# start of Data provided
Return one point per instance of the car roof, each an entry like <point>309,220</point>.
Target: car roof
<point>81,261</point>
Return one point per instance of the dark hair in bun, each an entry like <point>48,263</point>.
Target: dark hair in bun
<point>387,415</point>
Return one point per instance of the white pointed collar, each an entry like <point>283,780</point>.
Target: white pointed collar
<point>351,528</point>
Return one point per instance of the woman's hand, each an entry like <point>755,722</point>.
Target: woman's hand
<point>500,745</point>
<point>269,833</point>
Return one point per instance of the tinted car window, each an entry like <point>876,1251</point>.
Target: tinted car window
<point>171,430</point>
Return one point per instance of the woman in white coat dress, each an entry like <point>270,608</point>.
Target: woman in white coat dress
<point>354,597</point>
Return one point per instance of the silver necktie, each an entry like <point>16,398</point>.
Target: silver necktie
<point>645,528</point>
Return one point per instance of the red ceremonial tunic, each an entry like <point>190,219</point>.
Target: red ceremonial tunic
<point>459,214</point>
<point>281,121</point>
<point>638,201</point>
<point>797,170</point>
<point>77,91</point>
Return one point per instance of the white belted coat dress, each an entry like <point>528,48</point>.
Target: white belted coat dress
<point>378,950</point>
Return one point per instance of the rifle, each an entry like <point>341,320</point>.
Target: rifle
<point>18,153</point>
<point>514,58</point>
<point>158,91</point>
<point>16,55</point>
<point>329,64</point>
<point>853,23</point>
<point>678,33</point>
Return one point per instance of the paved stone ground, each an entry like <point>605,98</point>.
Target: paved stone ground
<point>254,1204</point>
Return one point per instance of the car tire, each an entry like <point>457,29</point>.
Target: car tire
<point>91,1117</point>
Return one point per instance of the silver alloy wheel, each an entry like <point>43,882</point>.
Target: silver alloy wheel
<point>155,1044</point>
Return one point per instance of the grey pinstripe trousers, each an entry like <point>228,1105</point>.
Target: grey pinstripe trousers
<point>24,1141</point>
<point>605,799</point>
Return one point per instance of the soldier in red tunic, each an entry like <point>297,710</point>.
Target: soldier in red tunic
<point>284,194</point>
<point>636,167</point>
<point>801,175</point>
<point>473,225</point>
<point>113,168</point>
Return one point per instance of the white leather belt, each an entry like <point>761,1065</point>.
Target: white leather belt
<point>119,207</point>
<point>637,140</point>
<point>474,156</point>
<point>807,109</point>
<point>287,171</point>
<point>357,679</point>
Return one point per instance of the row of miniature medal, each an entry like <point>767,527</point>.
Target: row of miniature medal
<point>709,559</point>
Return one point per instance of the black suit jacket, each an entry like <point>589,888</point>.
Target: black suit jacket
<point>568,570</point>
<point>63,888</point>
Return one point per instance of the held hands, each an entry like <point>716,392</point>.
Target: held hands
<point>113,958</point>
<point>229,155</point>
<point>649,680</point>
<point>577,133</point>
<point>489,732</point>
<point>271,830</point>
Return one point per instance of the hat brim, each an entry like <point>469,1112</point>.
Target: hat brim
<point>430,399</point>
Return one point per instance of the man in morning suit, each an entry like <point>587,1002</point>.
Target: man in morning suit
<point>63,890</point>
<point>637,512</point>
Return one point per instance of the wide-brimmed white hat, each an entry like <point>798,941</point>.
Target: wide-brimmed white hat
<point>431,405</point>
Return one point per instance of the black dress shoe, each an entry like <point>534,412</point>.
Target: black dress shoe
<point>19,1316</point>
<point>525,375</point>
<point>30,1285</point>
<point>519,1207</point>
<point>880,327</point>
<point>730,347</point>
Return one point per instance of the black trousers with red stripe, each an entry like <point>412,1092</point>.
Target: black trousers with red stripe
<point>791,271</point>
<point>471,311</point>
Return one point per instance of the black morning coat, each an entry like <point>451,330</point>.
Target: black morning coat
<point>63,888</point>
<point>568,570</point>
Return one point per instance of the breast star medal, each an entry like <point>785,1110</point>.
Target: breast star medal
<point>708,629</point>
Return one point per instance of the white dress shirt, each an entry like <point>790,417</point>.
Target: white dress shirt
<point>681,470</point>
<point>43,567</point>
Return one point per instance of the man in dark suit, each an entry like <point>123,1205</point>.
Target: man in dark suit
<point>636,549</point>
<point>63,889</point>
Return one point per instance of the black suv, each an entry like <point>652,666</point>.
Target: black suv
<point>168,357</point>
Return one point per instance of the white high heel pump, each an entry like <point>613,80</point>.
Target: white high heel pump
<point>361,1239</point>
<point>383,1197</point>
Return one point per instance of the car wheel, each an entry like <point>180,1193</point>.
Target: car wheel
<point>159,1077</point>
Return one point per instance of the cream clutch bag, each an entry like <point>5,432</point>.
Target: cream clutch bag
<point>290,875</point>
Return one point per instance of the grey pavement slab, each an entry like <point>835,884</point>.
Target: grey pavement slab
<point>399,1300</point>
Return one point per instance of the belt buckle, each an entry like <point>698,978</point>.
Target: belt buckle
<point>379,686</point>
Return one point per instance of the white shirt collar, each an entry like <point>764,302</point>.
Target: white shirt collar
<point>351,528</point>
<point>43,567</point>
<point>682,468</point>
# end of Data provided
• **Stated task**:
Rewrite the records above, substituting "a separate point for every instance" for every occurrence of "one point per instance" and keeping all other text identical.

• **Written answer**:
Return a separate point for every instance of the car roof, each an entry like <point>309,220</point>.
Target: car roof
<point>81,261</point>
Return a separate point for every instance of the dark hair in bun, each an entry like <point>48,263</point>.
Target: dark hair in bun
<point>387,415</point>
Return a separate point for every instance of the white pointed collar, each an entry like <point>283,780</point>.
Target: white pointed collar
<point>351,528</point>
Return a separate point for every instance of the woman's hand, each an entry like <point>755,722</point>.
Target: woman's hand
<point>500,745</point>
<point>269,833</point>
Return a separate point for every instance of the tinted car window, each an entry like <point>876,1251</point>.
Target: tinted car window
<point>171,430</point>
Return a separate point for every instance of the woman in white coat dress, each an entry like <point>270,608</point>.
Target: woman in white coat dress
<point>354,597</point>
Return a separate point for every instance of the silver necktie, each an entry like <point>16,398</point>.
Target: silver necktie
<point>645,528</point>
Return a separate point for every instance of the red ceremonial tunic, each an entry like <point>190,219</point>.
Target: red ceremonial tunic
<point>459,214</point>
<point>281,121</point>
<point>638,201</point>
<point>797,170</point>
<point>77,91</point>
Return a separate point for every instance of the white belted coat dress, each an entry like <point>528,48</point>.
Target: white belted coat dress
<point>378,950</point>
Return a separate point for every instance of the rifle, each an entry like <point>341,320</point>.
Target: rifle
<point>18,153</point>
<point>514,58</point>
<point>158,91</point>
<point>16,55</point>
<point>329,64</point>
<point>853,23</point>
<point>678,33</point>
Return a separate point for every instance of the paved stone ground, each an entry like <point>605,98</point>.
Target: paved stone ground
<point>254,1204</point>
Return a separate point for every instance of the car tire, each an entry like <point>457,29</point>.
Target: car tire
<point>91,1117</point>
Return a separate point for every instance of the silver alloy wheel, each an entry like <point>43,882</point>.
Target: silver alloy wheel
<point>155,1044</point>
Return a separate point for every instance of the grey pinstripe trousers, each an entry like <point>228,1105</point>.
Target: grey pinstripe trousers
<point>24,1141</point>
<point>605,799</point>
Return a separate point for every instance of the soldier in red tunic, each an entry like <point>297,710</point>.
Target: soldier in red tunic
<point>284,194</point>
<point>636,167</point>
<point>801,175</point>
<point>473,225</point>
<point>113,168</point>
Return a separate point for every instance of the white leather belt, each an entry like <point>761,1065</point>.
Target: white leather belt
<point>119,207</point>
<point>637,140</point>
<point>474,156</point>
<point>807,109</point>
<point>287,171</point>
<point>357,679</point>
Return a separate point for every instance of the row of miniature medal, each an entry like <point>767,527</point>.
Target: row of miniature medal
<point>709,559</point>
Return a separate point for every instance of the black suit jacket, each an entry like <point>589,888</point>.
Target: black suit jacket
<point>568,570</point>
<point>63,888</point>
Return a separate point for every instance of the held hands, each an entry like <point>716,392</point>.
Target: held hands
<point>113,958</point>
<point>229,155</point>
<point>649,680</point>
<point>577,133</point>
<point>489,732</point>
<point>271,830</point>
Return a separate point for every instance of the hat brim, each an entry like <point>469,1112</point>.
Target: hat brim
<point>430,399</point>
Return a separate point for every instance of the man in morning suit, each an entry like <point>587,1002</point>.
Target: man in morning suit
<point>63,890</point>
<point>637,512</point>
Return a separate point for every instance of the wide-brimmed white hat, each an entry like <point>798,941</point>.
Target: wide-brimmed white hat
<point>431,405</point>
Return a separate point for every instance of the black dress shoe, each an entry like <point>534,412</point>.
Target: black dress shoe
<point>19,1316</point>
<point>525,375</point>
<point>30,1285</point>
<point>519,1207</point>
<point>880,327</point>
<point>730,347</point>
Return a separate point for every instance of the black trousers with red stripe, each an entry like <point>412,1092</point>.
Target: black trousers with red stripe
<point>791,271</point>
<point>471,311</point>
Return a separate point for every instance of the black morning coat, each an entry like <point>451,330</point>.
Target: black morning coat
<point>63,888</point>
<point>568,570</point>
Return a separate point for every instance of the breast star medal, each an entry like <point>785,1110</point>.
Target: breast star medal
<point>708,629</point>
Return a separate point for every instance of the white dress shirt, each an entry like <point>790,417</point>.
Target: white dress shirt
<point>681,470</point>
<point>43,567</point>
Return a separate point for every instance of the man in dark suit, each an entry like <point>123,1205</point>.
Target: man in dark suit
<point>636,549</point>
<point>63,889</point>
Return a separate point for every instance of the black suv, each an entry like <point>652,666</point>.
Target: black suv
<point>168,357</point>
Return a separate point for every instance of the white high heel pump, each an entry like <point>613,80</point>.
Target: white high heel pump
<point>361,1239</point>
<point>383,1197</point>
Return a separate point for every instance of the car wheel, each an entry like <point>180,1193</point>.
Target: car wheel
<point>159,1077</point>
Return a separate point for every instance of the cream clutch bag, each an entry like <point>5,432</point>.
Target: cream clutch bag
<point>290,875</point>
Return a separate point for every instance of the grey pavement slab, each an entry like <point>835,884</point>.
Target: grey pavement slab
<point>399,1300</point>
Return a separate point for every instance of the belt buckle, each an entry like <point>698,978</point>.
Target: belt buckle
<point>379,686</point>
Return a separate point for every instance of the white shirt collar, each an entry like <point>764,302</point>.
Target: white shirt collar
<point>351,528</point>
<point>43,567</point>
<point>682,468</point>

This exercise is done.